◆ What is expected:
An exact transcription of the entries is required, with no images included.

(Image-grounded pointing data)
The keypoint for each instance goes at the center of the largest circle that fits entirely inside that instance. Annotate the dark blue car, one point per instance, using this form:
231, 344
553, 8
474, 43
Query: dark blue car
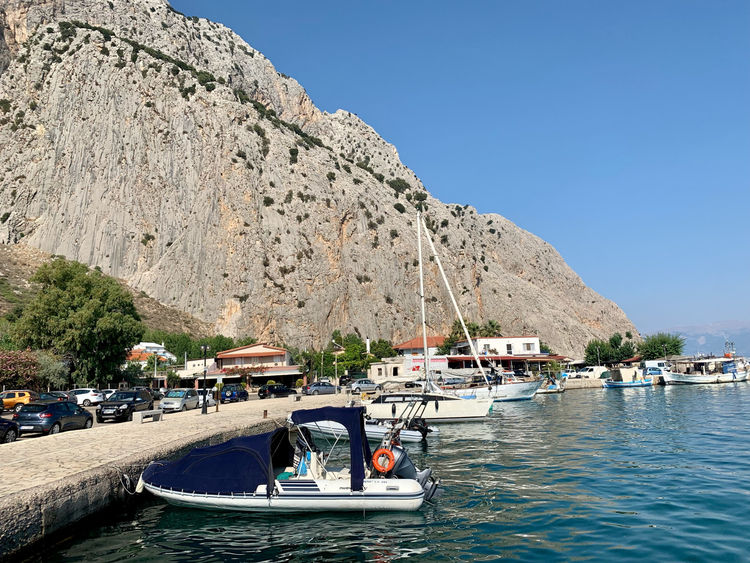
51, 418
233, 392
8, 430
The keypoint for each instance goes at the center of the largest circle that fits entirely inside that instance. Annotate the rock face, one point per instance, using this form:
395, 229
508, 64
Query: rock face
170, 153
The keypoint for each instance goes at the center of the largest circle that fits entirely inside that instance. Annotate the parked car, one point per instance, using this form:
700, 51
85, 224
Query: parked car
14, 400
232, 392
57, 396
211, 401
364, 385
275, 390
8, 431
88, 396
319, 388
179, 400
122, 404
51, 418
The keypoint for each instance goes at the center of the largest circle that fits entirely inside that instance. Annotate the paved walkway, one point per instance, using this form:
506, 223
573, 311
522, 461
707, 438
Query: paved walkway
52, 482
41, 461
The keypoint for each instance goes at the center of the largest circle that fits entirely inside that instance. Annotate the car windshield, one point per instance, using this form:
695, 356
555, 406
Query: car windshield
125, 397
34, 408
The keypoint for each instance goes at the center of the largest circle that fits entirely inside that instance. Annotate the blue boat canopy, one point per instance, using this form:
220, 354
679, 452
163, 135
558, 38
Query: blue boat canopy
241, 464
236, 466
352, 418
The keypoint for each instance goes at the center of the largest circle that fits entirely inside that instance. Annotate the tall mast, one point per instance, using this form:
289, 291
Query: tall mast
421, 299
453, 299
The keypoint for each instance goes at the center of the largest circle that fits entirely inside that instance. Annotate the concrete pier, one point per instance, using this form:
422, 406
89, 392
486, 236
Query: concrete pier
52, 482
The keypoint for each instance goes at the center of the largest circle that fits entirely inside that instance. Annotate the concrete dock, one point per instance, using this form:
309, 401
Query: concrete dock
52, 482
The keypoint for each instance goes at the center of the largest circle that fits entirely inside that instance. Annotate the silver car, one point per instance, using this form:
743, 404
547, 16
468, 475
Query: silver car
364, 385
88, 396
179, 400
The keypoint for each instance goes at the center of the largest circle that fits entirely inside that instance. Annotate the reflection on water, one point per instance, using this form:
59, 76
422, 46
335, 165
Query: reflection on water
647, 473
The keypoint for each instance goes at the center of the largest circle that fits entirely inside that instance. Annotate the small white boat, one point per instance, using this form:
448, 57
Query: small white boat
509, 390
440, 407
272, 473
709, 370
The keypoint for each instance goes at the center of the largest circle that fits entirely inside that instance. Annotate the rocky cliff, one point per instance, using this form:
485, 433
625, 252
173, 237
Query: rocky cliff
170, 153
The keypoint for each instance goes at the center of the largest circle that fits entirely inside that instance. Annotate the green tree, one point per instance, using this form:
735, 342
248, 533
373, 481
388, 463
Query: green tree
660, 344
52, 374
173, 380
82, 315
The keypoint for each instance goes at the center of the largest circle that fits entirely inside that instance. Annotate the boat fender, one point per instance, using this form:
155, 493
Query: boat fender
379, 453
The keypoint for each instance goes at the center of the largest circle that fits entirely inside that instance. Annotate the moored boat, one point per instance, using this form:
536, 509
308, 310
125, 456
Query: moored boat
708, 370
280, 471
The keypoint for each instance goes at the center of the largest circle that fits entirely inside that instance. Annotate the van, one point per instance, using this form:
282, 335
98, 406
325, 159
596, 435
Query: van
590, 372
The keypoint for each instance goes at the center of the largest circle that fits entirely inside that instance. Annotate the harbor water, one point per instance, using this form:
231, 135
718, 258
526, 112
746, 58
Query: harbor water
657, 473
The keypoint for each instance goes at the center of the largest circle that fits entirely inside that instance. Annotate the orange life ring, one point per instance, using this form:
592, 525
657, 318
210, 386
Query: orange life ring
376, 460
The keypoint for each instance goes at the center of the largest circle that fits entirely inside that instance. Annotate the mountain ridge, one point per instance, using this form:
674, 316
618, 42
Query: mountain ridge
170, 153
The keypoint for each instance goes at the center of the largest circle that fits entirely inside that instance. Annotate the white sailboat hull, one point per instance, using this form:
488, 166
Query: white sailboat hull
450, 409
513, 391
673, 378
306, 495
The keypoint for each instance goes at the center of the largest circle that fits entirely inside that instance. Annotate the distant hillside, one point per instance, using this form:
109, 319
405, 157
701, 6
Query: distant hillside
19, 262
170, 153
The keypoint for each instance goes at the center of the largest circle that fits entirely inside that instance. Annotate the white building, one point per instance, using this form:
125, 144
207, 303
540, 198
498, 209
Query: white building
499, 346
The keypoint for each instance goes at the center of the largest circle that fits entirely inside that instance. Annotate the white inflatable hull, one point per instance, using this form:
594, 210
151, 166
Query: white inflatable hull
306, 495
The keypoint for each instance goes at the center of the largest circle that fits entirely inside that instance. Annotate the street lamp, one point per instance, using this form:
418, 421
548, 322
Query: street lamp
204, 349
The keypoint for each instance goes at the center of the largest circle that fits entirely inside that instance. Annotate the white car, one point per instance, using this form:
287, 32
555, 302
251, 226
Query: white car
364, 385
211, 400
179, 400
88, 396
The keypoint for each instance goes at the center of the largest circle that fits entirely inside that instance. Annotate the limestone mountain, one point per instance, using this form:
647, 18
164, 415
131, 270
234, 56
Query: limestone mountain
170, 153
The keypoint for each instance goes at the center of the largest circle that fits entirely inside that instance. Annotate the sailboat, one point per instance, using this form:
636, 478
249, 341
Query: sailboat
438, 405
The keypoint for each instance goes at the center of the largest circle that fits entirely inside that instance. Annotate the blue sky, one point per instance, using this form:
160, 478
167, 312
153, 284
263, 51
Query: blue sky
619, 132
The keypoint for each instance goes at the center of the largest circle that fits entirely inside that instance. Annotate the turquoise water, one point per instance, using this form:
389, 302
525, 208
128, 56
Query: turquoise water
618, 475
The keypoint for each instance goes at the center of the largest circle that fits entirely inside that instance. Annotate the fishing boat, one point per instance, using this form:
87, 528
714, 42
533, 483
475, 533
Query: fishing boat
728, 369
552, 386
612, 384
285, 471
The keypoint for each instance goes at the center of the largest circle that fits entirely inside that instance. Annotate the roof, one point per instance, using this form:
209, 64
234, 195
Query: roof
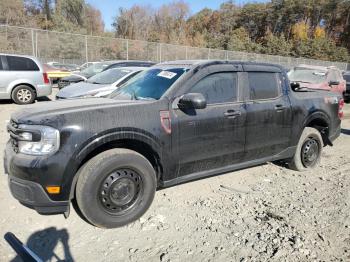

◆ Solution below:
The keypoint for each instance goes at the center of the largest circle that fits entirely inside that instance. Annotate the dark blue car, one point per instance, using this form:
231, 344
553, 8
474, 43
Query: dark blue car
51, 418
233, 392
8, 430
The keypoint for each instance goes at the center of the largest circle that fits entirely inside that instance. Annotate the rock face, one point per instance, using this form:
395, 229
508, 64
Query: rock face
170, 153
The keypoint for each instance goes at the center of the largest circle that fits entirely inside that instance. Annotate the parked car, one point per instance, using this form:
700, 51
85, 224
Query: parked car
14, 400
232, 392
57, 396
211, 401
364, 385
275, 390
8, 431
88, 396
319, 388
179, 400
122, 404
51, 418
The keypoint for each instance goes at the center of the largest circle that fits entirely inside that instance. Annotate the paved walkway, one point per instance, using this form:
506, 223
573, 311
522, 461
707, 438
Query: paved walkway
52, 482
41, 461
The keypoint for each instance goes at the center of the largest circle that fits entirely inside that instance. Annotate the car windshield, one point per instance, using this form:
695, 356
555, 406
Query: car windshield
125, 397
34, 408
The keypoint for each instance goes at the center of the largest circle that fits entirely inside that instance. Annotate the blue boat canopy, one point per instance, using this form:
220, 354
679, 452
163, 135
558, 38
Query: blue boat canopy
241, 464
236, 466
352, 418
The keypoint for each instance goes at the center of the largest circle that fits entirely inside that instance. Annotate the tall mast, one point per instance, using this form:
289, 291
Query: tall mast
421, 299
453, 299
The keypoint for each instance goes at the center of the largest circle that fits entirely inside that instance. Annotate the concrete pier, one point per instance, using this form:
422, 406
89, 392
486, 236
Query: concrete pier
52, 482
The keypoint for each instance goes at the center of the largest circle that fits entirely inside that instance. Annotate the concrete dock, one point per instance, using this form:
309, 401
Query: concrete dock
52, 482
The keypoint for each instance goes at the center of the largest circle that fits entirely inside that instance. Annotate the silver car, one point per instance, using this form:
743, 404
547, 16
468, 475
Query: silver car
364, 385
88, 396
179, 400
The keypoint for each instance goes at the center of the largest circle that fits entirely inside that instance. Annotate the reflection on water, one point per instance, using this form:
59, 76
422, 46
335, 165
Query: reflection on water
647, 473
The keypoint for each instance goes at the center of the largest circle that fits entirely inside that instance. Annotate the small white boat, one point per instance, using this form:
448, 57
Query: small white boat
509, 390
440, 407
272, 473
709, 370
The keypoint for each instance goes at the center of the largest circle that fits entirely inside that instance. Annotate the rocky cliff, one point per instance, using this form:
485, 433
625, 252
173, 237
Query: rocky cliff
170, 153
The keypoint for each instance goes at the center of the largest circle that fits entirely inside that instance. Annotate the green tree, one point per instance, using this form:
735, 342
248, 533
373, 481
388, 463
Query: green tree
660, 344
52, 374
173, 380
82, 315
The keypoint for each instance goes at the center of the largest circle that fits entirely inside that instance. Annotate the boat fender, one point per instance, using this form:
155, 493
Query: boat fender
379, 453
The keypoint for each instance goes at the center of the largest circle that fits entirely inside that instance. Annotate the moored boat, one point per instance, using this form:
536, 509
308, 310
125, 456
Query: moored boat
708, 370
280, 471
The keypoint for each instance goes at the center of the largest circle that fits entirely inside that instance. Annotate the van, one point per instance, using this form:
282, 335
98, 406
325, 159
596, 435
Query: van
590, 372
The keypoint for each instance goes at the center of the largest circle that fits entirely inside that instance. Annotate the harbor water, one point per instance, using this form:
231, 135
718, 258
526, 112
746, 58
Query: harbor water
657, 473
The keypoint for each instance goes at the center of the largest circle that fits entirely inside that instance. Annotate the orange life ring, one point per instance, using this form:
592, 525
657, 318
210, 386
Query: orange life ring
376, 460
The keypoint for each instance goes at the center of the largest circle that fits entirely inside that instance. Annotate the mountain ridge, one point per instance, using this form:
674, 316
618, 42
Query: mountain ridge
170, 153
The keypoint for each instance goes at the center of the largest circle that fits entirely inside that instance. Annotate the white sailboat hull, one point per instance, using this form:
488, 166
Query: white sailboat hull
450, 409
513, 391
673, 378
306, 495
The keypoint for each instance goes at the center of the largest circle that fits entirely inside that instance. Annotate the distant hillside, one point per instance, using this form:
109, 319
405, 157
701, 6
Query: distant hillside
19, 262
170, 153
The keypoint for each instance goes at the center of the largest circle that fits entirely inside that instance. Annotate the white building, one point per instance, using this form:
125, 144
207, 303
540, 198
498, 209
Query: white building
499, 346
The keypoint for each instance goes at the center of the largest circle that fits entirely inside that instance. Annotate the white inflatable hull, one point per instance, using this form:
594, 210
151, 166
Query: white inflatable hull
306, 495
The keypoint for each instance goes at the center of the largest circle that fits entirely inside that instance. Annotate the street lamp, one point per instance, using this form:
418, 421
548, 322
Query: street lamp
204, 349
The keypoint for each instance goes at the center of the largest circle that fits entirely inside that instance. Annotate the white car, one point per instance, using this form:
287, 32
555, 302
251, 226
Query: white car
364, 385
211, 400
179, 400
88, 396
The keypoint for each instance goes at the center of the largest circle that fits entirely inside that instance. Annotate the limestone mountain, one point per instance, using this form:
647, 18
164, 415
131, 270
234, 56
Query: limestone mountain
170, 153
The keypoint for each instance goes at the center of the largest circle that fits entirely inside that instance. Annotate the sailboat, one point per instance, using this form:
636, 478
249, 341
Query: sailboat
438, 405
The keypoint for each instance goes at the center of the largest circle that fits entirely inside that instance. Annotate the blue sky, one point per instance, using this form:
160, 478
167, 312
153, 284
263, 51
Query: blue sky
619, 132
The keypoint for each instance goes at the center of the largest circle that fits entirely inside that instance. Annotate the turquoise water, one point per instance, using this form:
389, 302
525, 208
128, 56
Query: turquoise water
618, 475
The keypoint for each instance goes at the center of the largest circle that fits entirely inside that instance. Annotate the fishing boat, one point per instance, using this form:
87, 528
714, 42
533, 483
475, 533
Query: fishing boat
728, 369
552, 386
612, 384
285, 471
The keypoint for each instance goes at the center of the largest circle that fits entirely inside that instance. Annotate the roof, one point per instance, using this form:
209, 64
234, 195
Query: roof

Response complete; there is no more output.